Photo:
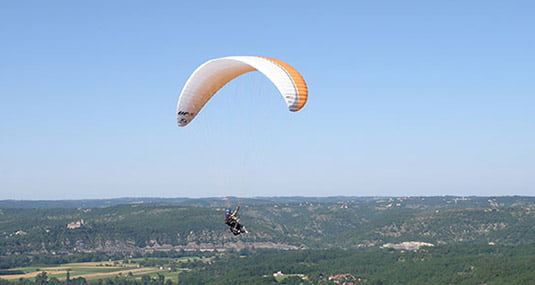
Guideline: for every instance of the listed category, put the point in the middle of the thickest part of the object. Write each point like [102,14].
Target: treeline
[307,224]
[458,264]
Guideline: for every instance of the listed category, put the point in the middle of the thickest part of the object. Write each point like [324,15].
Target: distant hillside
[147,224]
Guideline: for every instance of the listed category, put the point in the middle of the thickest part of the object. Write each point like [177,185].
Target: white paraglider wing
[211,76]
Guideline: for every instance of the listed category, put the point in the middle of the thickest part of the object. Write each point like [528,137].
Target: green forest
[334,240]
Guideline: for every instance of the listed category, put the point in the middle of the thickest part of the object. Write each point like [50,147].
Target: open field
[88,270]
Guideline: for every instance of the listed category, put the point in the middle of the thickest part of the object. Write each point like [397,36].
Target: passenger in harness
[233,221]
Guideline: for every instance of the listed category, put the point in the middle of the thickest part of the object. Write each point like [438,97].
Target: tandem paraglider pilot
[233,221]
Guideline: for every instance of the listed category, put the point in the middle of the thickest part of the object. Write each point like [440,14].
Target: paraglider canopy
[211,76]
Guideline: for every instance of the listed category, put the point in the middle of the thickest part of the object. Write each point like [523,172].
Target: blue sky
[405,98]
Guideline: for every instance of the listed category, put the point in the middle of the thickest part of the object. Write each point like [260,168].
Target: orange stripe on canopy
[299,82]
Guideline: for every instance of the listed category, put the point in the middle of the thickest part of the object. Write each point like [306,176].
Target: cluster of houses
[76,225]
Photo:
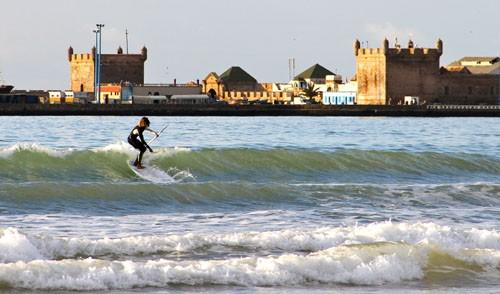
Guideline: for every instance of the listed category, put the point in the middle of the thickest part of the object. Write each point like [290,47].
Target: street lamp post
[95,63]
[99,29]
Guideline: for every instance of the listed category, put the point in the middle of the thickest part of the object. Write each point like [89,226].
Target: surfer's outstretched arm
[144,142]
[152,131]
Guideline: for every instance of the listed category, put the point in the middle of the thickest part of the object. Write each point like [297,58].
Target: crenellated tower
[385,75]
[115,68]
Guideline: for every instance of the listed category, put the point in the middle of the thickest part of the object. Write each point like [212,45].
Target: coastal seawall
[249,110]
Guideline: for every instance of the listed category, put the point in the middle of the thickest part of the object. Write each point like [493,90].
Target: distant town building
[339,98]
[110,94]
[235,85]
[115,69]
[476,65]
[317,75]
[386,75]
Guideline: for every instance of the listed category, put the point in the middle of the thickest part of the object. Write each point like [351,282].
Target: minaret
[144,53]
[70,53]
[357,45]
[385,45]
[439,46]
[410,44]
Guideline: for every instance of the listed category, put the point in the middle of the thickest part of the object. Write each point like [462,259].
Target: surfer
[141,145]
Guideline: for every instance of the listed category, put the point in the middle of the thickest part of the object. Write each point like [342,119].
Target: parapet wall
[245,110]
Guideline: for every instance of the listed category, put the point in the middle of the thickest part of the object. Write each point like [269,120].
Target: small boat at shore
[5,89]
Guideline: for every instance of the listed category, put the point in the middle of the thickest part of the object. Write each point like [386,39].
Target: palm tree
[311,92]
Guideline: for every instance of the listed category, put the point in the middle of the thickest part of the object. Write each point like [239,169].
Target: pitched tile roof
[314,72]
[236,74]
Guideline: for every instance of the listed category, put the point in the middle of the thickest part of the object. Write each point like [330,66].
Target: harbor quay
[250,110]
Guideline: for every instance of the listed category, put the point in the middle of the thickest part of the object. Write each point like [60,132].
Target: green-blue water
[295,204]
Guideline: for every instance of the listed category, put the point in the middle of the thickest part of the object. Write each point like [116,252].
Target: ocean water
[254,204]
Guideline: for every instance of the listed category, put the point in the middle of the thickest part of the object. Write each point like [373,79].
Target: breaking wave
[31,163]
[374,254]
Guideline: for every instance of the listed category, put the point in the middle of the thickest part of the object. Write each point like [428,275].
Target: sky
[187,39]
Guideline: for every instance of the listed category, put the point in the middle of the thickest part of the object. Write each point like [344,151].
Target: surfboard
[151,174]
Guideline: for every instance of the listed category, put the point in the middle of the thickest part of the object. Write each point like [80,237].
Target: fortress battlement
[411,51]
[81,57]
[115,68]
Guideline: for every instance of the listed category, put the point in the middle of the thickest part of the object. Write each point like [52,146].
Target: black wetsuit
[132,139]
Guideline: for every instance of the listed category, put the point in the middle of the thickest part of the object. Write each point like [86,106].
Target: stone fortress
[115,68]
[386,75]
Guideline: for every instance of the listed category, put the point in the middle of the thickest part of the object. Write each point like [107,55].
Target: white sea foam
[17,246]
[384,264]
[9,151]
[119,147]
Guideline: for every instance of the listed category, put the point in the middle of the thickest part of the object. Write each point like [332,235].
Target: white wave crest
[33,147]
[379,265]
[452,241]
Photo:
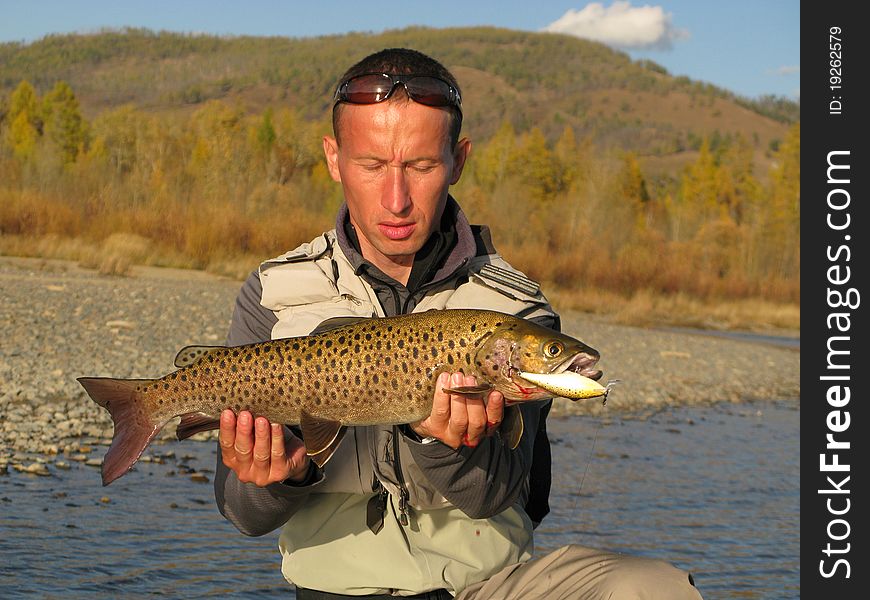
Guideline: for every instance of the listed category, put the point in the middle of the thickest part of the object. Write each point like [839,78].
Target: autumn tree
[64,124]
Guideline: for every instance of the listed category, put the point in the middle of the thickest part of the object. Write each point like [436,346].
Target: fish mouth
[582,363]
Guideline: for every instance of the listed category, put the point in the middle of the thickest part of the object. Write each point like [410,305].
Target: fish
[348,372]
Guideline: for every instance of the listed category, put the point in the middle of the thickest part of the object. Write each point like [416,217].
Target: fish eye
[553,349]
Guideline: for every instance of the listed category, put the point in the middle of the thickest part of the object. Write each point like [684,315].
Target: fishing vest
[440,546]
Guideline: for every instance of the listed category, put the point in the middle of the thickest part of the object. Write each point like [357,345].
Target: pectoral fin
[321,437]
[469,390]
[512,426]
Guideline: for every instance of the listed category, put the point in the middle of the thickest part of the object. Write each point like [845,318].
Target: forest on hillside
[222,186]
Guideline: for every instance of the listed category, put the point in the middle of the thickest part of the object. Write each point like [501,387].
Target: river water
[714,490]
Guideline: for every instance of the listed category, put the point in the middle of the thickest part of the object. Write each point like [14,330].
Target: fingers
[494,412]
[256,450]
[471,413]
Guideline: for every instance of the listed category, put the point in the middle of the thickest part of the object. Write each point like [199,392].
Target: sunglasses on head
[372,88]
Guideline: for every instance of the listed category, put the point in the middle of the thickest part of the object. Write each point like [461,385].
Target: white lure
[569,384]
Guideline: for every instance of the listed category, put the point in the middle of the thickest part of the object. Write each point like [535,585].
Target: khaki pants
[579,573]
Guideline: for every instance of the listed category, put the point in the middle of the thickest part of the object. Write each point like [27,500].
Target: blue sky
★ ★ ★ ★ ★ ★ ★
**Aim of the exercise:** Extract all the data above exactly, excluding every picture.

**Worked solution:**
Photo:
Guideline: for every instance of the listed category, put the point in the middle of the thickest part of the object. Write each point like [102,14].
Target: treeline
[307,224]
[458,264]
Guideline: for every instance of the listed category, put the point in the middle of the thickest part of the object. Write each point like [324,15].
Target: distant hillside
[147,224]
Guideline: for every instance of the listed category, put the point in the middle of the thickest part of the object. Write each point like [177,185].
Target: white paraglider wing
[211,76]
Guideline: for every instance of the listed category, put the point in the middle of the thickest part of the object. Write each point like [528,137].
Target: green forest
[334,240]
Guideline: for every instance of the listed category, put the point in the middle of the thickest part of the object. Write each point like [50,147].
Target: open field
[88,270]
Guideline: for every instance of the listed category, put the point in the middle of the thickest part of the object. Write each point like [397,36].
Target: passenger in harness
[233,221]
Guideline: for every instance of the listed category, put the point in the middle of the thickest part of the object. Write each point like [438,97].
Target: tandem paraglider pilot
[233,221]
Guideline: for every instance of the listed category, put the point in the middle of the thickest part of the object. Write each point like [440,14].
Target: paraglider canopy
[211,76]
Guideline: for every instance of the listed category, put the point in the middle of the thickest part of the object. Write each point like [523,172].
Target: blue sky
[405,98]
Guideline: for every instance of the listed category, put the point in the middle of the thickest part of the object. Write each point like [260,168].
Target: orange stripe on canopy
[299,82]
Guideline: for every instance of the listed category, put the point in the middle of the thickest part of the object. Write each point like [306,176].
Target: cluster of houses
[76,225]
Photo:
Guideline: for every instance of the listed category, put the point in the middle of the thickest part of the object. Write each point like [290,47].
Target: street lamp post
[95,63]
[99,29]
Guideline: for every instance of the listed category, put the point in the middle of the thickest part of the object. Write each point like [89,226].
Target: surfer's outstretched arm
[144,142]
[152,131]
Guideline: for every instance of the listed category, put the point in the middle of the thickest part of the object. Write each point like [297,58].
Target: crenellated tower
[385,75]
[115,68]
Guideline: for every instance of the listed category, put the point in the middle of the thickest part of the object. Write each point like [212,45].
Target: coastal seawall
[249,110]
Guideline: for every instance of the listed category, put the point in the middle of the thickest part of the object. Write each point like [493,90].
Target: distant town building
[339,98]
[110,94]
[235,85]
[115,69]
[476,65]
[317,75]
[386,75]
Guideline: for every instance of the listed category, put the point in the middle of the thickest part of the object. Write each point like [351,282].
Target: minaret
[144,53]
[70,53]
[357,45]
[385,45]
[439,46]
[410,44]
Guideline: for every instance of the listed category, put the point in the middle of the thickest part of the object. Write each point like [462,259].
Target: surfer
[141,145]
Guideline: for every instance of the listed category, put the point in the middle of the thickest part of the object. Write each point like [342,119].
Target: parapet wall
[245,110]
Guideline: for every instance of the listed category, put the point in the middle of the thickest part of the object. Write each point like [269,120].
Target: small boat at shore
[5,89]
Guideline: for every instance of the listed category, put the point in the middle of the thickest part of the object. Write each point like [386,39].
Target: palm tree
[311,92]
Guideline: for every instance of the listed category, put the point in the middle of the thickest part of the object. Write each point like [239,169].
Target: pitched tile roof
[314,72]
[236,74]
Guideline: for every instance of the listed category, put the point in the middle of the thickest part of the object. Write each point like [330,66].
Target: harbor quay
[250,110]
Guideline: for every instance of the listed category, put the point in the middle of the thickest part of the object. Write each point like [60,132].
Target: green-blue water
[295,204]
Guideline: for every instance of the listed category, put the point in the middle of the thickest part of the object. Write each point like [116,252].
Target: ocean water
[254,204]
Guideline: for every instance of the listed category, put the point in the middle of the thickest part of the object. Write each point like [373,79].
Target: breaking wave
[31,163]
[374,254]
Guideline: for every instance of the listed category, put the point in the middle of the thickest part of the object. Write each point like [428,275].
Target: sky
[187,39]
Guideline: for every instance of the listed category, put the point in the middle of the thickest part of the object. Write each point like [344,151].
Target: surfboard
[151,174]
Guideline: for every instance of the listed category, put the point in the middle of the thickest part of the object. Write each point like [80,237].
Target: fortress battlement
[411,51]
[81,57]
[115,68]
Guideline: for every instance of the listed category, put the point in the middle of the thickest part of the object. Write each point like [52,146].
Target: black wetsuit
[132,139]
Guideline: for every instance of the listed category, put the point in the middle of the thickest part of the object. Write each point like [86,106].
Target: stone fortress
[115,68]
[386,75]
Guideline: for every instance of the listed category, put the point in the middle of the thickest part of the object. Write each point like [107,55].
Target: white sea foam
[17,246]
[384,264]
[9,151]
[119,147]
Guideline: for every instance of the listed category, put the point in the middle of the thickest part of the object. Write each point like [332,235].
Target: white wave crest
[33,147]
[379,265]
[452,241]
Photo:
Guideline: for every instance of the listed category, put the point in the middle of the thickest part of the object. Write each point like [839,78].
Target: autumn tree
[64,124]
Guideline: for every instance of the listed category, put the point in the middle of the thickest part of the object. Write each point like [436,346].
Target: fish mouth
[582,363]
Guideline: for every instance of the listed category, put the point in the middle of the thickest part of the object. Write each point like [410,305].
Target: fish
[348,372]
Guideline: for every instance of the listed category, put the point in the middle of the thickest part of the object. Write each point like [416,217].
Target: fish eye
[553,349]
Guideline: for every instance of the listed category, put the point in the middle of the thickest part of the object. Write each point like [684,315].
Target: fishing vest
[440,546]
Guideline: for every instance of the listed category, put the point in the middle of the thickest part of the object. Write each point like [357,345].
Target: pectoral fin
[321,437]
[469,390]
[512,426]
Guideline: for every instance of the listed category, put the point in the middle of the thickest part of the object. Write each point like [845,318].
Target: forest on hillside
[222,186]
Guideline: for every instance of the listed category, put the point in the middle of the thickest part of the object. Write each point like [501,387].
Target: river water
[714,490]
Guideline: for every instance of the listed category, put the point in the middle of the thickest part of the object. Write each point like [14,330].
Target: fingers
[494,412]
[256,450]
[471,413]
Guideline: for every instance of the listed category, put the point in the middle of the thickest part of the object. Write each point like [199,392].
Target: sunglasses on head
[372,88]
Guideline: for every instance of the listed category, put the point in the middle of the thickest part of the object. Write each point like [461,385].
Target: white lure
[569,384]
Guideline: for every instance of the listed category, put the point in the middle of the thickest part of the object. Write each point like [535,585].
Target: khaki pants
[579,573]
Guideline: for every instance of the listed category, put the point in the middle of the thickest part of the object. Write each point like [27,500].
Target: blue sky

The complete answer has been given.